Lesetext:
□ □ □

Für Klosterfrau hat sein Team mehr als zwei Jahre exklusiv gearbeitet. Unter anderem hatten die POS-Berater das Konzept der Super-PTA in den Apotheken bekannt gemacht, das die „Jäger“ für den Hersteller entwickelt hatten. Theoretisch könnten mehrere Linien betreut werden, doch man finde schwer eine Abgrenzung und könne gegenüber den Apotheken unglaubwürdig wirken, sagt Dess. „Durch die Exklusivität für bestimmte Indikationsgebiete stellen wir sicher, dass wir den Unternehmen einen echten Mehrwert bieten.“
Seit April werben die POS-Berater für Hexal. Der Holzkirchener Generikahersteller hat für ausgewählte Kunden das Konzept „S.T.A.R. Apotheke“ entwickelt. Die vier Buchstaben stehen dabei für Service, Training, Aktion und Resultate. Die Mannschaft von Dess schult die Beratungskompetenz in den kommenden drei Jahren. Der Außendienst besucht die Apotheken aber weiter.

□ □ □

Bereitgestellte Angaben:
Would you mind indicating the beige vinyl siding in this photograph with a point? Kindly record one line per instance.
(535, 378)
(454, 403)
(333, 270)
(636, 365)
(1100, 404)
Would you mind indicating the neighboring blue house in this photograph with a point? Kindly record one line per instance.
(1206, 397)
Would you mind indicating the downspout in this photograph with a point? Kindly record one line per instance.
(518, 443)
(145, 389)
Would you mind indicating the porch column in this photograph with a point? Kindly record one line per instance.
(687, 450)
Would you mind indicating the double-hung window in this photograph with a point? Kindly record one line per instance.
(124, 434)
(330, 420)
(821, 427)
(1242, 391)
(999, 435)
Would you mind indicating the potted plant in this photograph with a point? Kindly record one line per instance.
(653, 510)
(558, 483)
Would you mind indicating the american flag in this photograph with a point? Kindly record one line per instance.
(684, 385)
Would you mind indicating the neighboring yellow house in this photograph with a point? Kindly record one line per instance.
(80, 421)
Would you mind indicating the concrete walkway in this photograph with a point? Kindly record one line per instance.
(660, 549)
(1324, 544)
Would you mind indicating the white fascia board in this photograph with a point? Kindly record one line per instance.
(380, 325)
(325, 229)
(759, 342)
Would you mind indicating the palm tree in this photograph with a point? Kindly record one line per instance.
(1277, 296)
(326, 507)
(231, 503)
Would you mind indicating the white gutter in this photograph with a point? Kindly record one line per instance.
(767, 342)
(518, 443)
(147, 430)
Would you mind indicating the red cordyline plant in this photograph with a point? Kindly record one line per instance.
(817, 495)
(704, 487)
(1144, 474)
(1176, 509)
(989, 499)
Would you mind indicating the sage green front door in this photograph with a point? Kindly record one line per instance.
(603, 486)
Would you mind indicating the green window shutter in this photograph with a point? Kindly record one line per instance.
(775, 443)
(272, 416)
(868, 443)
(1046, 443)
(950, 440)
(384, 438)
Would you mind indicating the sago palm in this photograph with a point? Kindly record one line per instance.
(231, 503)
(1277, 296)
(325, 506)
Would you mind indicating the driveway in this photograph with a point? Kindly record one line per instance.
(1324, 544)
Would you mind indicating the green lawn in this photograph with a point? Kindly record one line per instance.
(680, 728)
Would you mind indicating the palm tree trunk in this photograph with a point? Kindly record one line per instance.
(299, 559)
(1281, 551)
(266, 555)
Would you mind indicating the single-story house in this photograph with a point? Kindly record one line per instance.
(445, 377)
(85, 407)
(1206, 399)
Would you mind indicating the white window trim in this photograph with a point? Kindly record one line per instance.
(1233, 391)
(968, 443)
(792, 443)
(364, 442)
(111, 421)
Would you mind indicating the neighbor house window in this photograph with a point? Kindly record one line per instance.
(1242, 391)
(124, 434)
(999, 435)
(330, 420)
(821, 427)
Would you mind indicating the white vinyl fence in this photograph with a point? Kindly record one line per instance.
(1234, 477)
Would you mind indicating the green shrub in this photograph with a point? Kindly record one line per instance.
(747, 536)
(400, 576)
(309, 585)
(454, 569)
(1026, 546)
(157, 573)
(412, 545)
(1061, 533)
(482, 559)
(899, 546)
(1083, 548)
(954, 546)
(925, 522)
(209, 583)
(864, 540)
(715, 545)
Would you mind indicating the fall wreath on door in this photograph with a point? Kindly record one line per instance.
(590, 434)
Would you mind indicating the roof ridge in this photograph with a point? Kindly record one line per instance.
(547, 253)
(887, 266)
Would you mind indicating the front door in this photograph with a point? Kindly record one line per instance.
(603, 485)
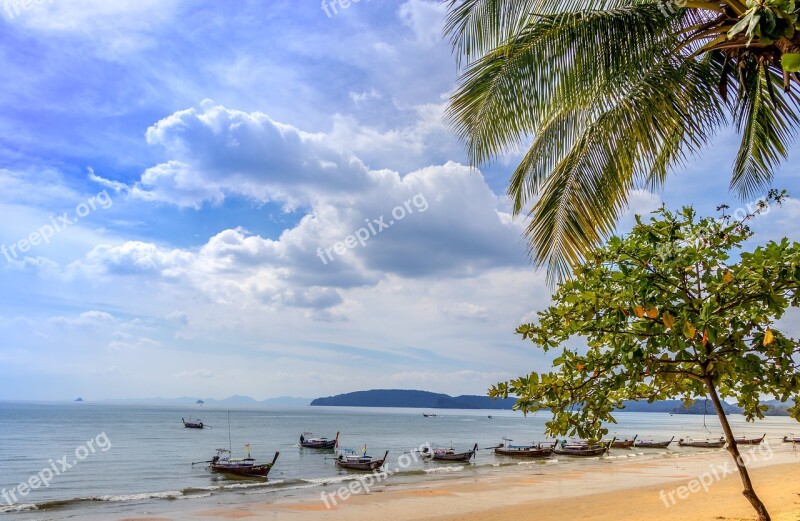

□ □ □

Arbeitsauftrag 1:
Beantworte anhand des Lesetextes:
(a) Wie lange hat das Team von Dess exklusiv für Klosterfrau gearbeitet?
(b) Seit wann werben die POS-Berater für Hexal?
(c) Wofür stehen die vier Buchstaben im Konzept „S.T.A.R. Apotheke“?
Arbeitsauftrag 2:
Fasse bitte den Absatz des Lesetextes, der mit „Seit April werben die POS-Berater“ beginnt, als Stichpunktliste zusammen und behalte dabei seine wichtigsten Fakten bei.
Arbeitsauftrag 3:
Setze den Lesetext über die POS-Berater nach seinem letzten Satz fort.
Die Einträge stammen aus einer anderen Quelle.

Antwortfeld 1:
(a) Mehr als zwei Jahre.
(b) Seit April.
(c) Für Service, Training, Aktion und Resultate.

Antwortfeld 2:
- Die POS-Berater werben seit April für Hexal.
- Hexal ist ein Generikahersteller aus Holzkirchen.
- Für ausgewählte Kunden hat Hexal das Konzept „S.T.A.R. Apotheke“ entwickelt.
- S.T.A.R. steht für Service, Training, Aktion und Resultate.
- Das Team von Dess schult in den kommenden drei Jahren die Beratungskompetenz.
- Der Außendienst besucht die Apotheken weiterhin.

Antwortfeld 3:
Der Generikahersteller will mit dem neuen Partner die PTA für sich gewinnen. „Für Hexal ist die Aktion eine entscheidende Investition in den Vertrieb und das Marketing der OTC-Produkte“, sagt OTC-Chef Jan Tangermann. Ein Großteil der Kunden komme wegen der Werbung mit einem bestimmten Indikationswunsch in die Apotheken. Das neue Konzept setze bei der Beratung an.
Das Konzept sieht verschiedene Themenschwerpunkte vor: Bis Juni wurden die Mitarbeiter etwa im Bereich Gedächtnis, Osteoporose und Allergie geschult. Hexal vertreibt in dieser Kategorie unter anderem Calcium-Sandoz D Osteo, Gingium, Magnesium K forte und Cetirizin. Von Juli bis September gehören Omep, Ibuhexal und Diclac in der Kategorie Magen-Darm und Schmerz zu den Aktionsprodukten. Danach geht es pünktlich zur Erkältungszeit beispielsweise um ACC akut.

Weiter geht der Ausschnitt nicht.